**Dataset content**
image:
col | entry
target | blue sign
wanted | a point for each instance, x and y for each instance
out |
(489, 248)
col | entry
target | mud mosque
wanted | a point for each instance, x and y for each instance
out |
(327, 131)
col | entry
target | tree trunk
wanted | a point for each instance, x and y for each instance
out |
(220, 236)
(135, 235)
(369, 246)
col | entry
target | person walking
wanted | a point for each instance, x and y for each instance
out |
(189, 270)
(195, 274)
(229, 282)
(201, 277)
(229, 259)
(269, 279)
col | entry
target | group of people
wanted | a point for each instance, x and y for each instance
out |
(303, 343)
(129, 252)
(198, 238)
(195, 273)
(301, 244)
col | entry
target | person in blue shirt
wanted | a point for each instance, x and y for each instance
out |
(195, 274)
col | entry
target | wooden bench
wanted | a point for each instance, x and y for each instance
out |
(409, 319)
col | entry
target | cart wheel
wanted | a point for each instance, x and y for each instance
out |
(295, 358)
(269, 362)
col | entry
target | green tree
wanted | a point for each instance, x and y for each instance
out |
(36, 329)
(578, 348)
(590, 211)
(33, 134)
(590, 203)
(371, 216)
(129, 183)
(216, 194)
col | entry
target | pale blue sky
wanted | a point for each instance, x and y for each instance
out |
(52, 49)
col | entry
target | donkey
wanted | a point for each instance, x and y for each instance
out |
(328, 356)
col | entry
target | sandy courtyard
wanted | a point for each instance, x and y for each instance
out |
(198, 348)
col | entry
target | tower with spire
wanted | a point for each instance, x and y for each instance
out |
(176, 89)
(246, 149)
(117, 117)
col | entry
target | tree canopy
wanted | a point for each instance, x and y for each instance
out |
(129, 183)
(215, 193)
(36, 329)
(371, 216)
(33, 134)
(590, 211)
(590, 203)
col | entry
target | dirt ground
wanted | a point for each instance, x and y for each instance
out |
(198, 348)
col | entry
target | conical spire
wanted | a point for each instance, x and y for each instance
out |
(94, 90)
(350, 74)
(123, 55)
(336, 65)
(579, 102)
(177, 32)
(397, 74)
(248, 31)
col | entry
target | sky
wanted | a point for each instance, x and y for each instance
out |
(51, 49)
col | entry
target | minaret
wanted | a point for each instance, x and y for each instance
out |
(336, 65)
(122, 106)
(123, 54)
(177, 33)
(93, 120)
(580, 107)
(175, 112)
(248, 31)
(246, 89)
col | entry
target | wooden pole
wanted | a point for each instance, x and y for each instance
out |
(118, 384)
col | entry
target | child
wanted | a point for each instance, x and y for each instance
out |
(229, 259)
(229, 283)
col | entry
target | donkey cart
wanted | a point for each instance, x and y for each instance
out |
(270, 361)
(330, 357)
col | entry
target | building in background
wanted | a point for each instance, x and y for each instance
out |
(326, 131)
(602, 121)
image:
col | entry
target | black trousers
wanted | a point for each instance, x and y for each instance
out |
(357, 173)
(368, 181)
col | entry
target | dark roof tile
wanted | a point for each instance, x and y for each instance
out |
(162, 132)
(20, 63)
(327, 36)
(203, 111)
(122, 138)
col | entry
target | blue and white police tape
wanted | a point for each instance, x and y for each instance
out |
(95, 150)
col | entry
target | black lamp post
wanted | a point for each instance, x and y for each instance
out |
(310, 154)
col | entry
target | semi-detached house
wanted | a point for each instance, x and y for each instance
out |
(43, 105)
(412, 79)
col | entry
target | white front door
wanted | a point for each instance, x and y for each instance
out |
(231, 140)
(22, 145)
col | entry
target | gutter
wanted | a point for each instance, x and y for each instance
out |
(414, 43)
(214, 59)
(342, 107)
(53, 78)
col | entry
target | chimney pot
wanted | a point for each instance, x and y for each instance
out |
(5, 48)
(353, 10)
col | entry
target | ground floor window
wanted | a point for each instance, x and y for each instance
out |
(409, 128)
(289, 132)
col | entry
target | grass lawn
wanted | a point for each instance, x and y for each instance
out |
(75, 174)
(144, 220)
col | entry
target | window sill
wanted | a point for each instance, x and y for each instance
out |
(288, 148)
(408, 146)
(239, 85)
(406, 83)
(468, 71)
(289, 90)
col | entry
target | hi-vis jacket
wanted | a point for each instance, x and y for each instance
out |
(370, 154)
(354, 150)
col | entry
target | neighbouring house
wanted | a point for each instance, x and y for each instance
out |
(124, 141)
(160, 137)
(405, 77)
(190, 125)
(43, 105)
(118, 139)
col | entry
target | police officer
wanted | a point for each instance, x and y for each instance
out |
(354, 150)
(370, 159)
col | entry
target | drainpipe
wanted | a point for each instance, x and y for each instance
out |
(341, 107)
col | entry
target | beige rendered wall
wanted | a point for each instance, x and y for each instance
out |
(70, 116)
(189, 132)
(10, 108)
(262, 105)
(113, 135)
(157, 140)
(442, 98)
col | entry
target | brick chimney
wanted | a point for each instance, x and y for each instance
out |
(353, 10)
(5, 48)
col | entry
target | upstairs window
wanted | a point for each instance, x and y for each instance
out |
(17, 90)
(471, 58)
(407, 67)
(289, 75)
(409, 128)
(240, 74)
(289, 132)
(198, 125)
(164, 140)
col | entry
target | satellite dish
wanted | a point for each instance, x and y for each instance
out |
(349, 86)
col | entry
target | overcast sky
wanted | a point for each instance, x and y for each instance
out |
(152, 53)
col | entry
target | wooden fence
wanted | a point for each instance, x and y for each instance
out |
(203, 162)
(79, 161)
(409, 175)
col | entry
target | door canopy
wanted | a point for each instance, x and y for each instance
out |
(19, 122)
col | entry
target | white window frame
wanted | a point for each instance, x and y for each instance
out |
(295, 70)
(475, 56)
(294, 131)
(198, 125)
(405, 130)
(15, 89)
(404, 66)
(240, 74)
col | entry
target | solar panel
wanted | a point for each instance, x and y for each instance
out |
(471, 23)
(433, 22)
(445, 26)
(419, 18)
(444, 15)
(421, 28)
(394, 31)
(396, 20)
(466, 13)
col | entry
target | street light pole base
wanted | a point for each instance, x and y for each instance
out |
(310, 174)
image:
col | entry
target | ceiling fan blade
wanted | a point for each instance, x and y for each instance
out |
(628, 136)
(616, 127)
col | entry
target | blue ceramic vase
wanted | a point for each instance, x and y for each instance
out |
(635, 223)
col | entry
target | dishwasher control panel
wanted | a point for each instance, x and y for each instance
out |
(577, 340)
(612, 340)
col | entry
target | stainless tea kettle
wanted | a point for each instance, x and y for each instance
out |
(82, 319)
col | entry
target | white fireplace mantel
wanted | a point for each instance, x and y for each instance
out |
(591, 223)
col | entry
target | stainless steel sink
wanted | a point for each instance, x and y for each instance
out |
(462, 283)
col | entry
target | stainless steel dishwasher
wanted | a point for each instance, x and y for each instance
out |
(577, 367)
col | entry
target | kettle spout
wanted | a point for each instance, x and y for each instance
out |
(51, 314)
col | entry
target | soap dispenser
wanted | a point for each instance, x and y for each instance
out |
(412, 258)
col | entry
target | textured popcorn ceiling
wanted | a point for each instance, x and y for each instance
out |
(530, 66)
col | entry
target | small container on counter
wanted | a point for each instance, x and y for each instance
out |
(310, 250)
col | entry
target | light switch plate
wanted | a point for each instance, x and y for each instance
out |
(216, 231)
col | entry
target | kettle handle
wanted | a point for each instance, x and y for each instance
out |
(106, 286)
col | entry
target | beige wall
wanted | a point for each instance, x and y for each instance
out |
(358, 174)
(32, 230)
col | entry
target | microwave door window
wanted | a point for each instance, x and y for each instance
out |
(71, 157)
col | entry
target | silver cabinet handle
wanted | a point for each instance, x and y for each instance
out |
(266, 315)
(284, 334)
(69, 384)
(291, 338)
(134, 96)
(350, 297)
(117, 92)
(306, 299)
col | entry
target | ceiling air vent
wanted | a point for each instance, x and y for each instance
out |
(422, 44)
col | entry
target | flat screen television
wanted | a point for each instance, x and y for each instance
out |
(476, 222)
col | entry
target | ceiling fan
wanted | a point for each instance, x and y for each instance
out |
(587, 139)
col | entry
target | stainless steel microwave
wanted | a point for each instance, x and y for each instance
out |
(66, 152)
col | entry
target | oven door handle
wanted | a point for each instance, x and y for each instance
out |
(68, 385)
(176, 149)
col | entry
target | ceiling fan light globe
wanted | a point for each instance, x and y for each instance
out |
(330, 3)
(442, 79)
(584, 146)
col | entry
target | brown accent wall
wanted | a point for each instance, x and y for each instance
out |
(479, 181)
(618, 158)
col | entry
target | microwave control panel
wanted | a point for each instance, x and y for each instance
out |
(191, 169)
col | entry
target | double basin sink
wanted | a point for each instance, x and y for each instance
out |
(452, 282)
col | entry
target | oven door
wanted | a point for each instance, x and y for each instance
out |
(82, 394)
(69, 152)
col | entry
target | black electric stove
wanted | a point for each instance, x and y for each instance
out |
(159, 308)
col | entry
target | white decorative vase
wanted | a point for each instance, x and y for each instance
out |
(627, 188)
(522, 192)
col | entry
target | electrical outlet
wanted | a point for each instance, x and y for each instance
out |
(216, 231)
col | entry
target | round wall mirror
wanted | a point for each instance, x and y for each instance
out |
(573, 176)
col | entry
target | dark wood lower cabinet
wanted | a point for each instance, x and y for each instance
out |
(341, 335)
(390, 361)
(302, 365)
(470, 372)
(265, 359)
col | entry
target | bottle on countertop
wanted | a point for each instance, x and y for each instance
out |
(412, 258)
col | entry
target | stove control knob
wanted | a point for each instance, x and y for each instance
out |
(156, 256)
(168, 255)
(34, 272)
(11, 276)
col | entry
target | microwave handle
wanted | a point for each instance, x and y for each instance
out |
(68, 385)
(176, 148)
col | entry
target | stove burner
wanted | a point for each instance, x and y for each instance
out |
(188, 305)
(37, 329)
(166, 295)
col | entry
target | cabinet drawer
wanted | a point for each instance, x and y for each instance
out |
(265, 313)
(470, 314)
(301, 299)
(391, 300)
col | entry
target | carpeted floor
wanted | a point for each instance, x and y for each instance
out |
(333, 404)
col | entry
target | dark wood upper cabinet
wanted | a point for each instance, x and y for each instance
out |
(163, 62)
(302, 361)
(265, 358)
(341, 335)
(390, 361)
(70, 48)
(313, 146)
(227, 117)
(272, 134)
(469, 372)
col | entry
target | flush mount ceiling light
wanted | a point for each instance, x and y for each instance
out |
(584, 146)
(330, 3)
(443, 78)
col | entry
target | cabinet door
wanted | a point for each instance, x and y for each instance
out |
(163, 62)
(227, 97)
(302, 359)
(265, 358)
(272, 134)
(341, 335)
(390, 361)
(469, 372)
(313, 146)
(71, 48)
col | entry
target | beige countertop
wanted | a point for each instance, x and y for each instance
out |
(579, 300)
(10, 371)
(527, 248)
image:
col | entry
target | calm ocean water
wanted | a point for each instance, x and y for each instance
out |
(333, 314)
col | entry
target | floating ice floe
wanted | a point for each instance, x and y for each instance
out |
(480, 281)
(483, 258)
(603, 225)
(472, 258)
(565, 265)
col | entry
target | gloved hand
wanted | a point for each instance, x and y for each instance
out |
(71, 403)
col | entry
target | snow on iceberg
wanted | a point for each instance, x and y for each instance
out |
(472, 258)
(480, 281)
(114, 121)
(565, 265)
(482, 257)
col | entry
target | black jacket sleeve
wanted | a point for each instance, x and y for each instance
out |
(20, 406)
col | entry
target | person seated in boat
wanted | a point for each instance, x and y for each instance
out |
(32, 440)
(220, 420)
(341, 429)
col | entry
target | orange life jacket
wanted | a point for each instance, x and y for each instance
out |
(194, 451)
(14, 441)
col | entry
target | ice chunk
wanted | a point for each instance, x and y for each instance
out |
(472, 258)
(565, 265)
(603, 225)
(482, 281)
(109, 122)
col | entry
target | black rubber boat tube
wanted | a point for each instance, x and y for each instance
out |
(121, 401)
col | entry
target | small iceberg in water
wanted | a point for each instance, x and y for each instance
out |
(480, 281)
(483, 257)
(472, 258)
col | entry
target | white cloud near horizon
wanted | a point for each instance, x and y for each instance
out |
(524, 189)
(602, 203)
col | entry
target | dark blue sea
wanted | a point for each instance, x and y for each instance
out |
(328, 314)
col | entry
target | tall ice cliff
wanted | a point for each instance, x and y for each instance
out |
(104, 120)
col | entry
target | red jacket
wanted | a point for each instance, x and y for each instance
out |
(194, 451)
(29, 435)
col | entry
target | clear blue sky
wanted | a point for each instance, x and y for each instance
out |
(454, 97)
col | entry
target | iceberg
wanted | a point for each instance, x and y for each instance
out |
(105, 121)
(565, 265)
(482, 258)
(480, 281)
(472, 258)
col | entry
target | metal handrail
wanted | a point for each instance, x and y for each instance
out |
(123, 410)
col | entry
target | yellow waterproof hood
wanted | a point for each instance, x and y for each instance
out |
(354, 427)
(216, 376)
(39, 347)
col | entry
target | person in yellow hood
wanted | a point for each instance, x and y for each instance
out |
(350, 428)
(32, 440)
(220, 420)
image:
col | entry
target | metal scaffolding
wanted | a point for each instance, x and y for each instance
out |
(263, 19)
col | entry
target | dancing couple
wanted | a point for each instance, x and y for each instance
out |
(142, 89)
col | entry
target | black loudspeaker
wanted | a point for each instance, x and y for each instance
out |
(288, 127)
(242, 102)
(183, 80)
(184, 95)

**Request**
Count how many of the lines above contain the string "countertop", treating uppercase and lowercase as distinct, and reply with only the resulting number.

**Answer for this exercise**
2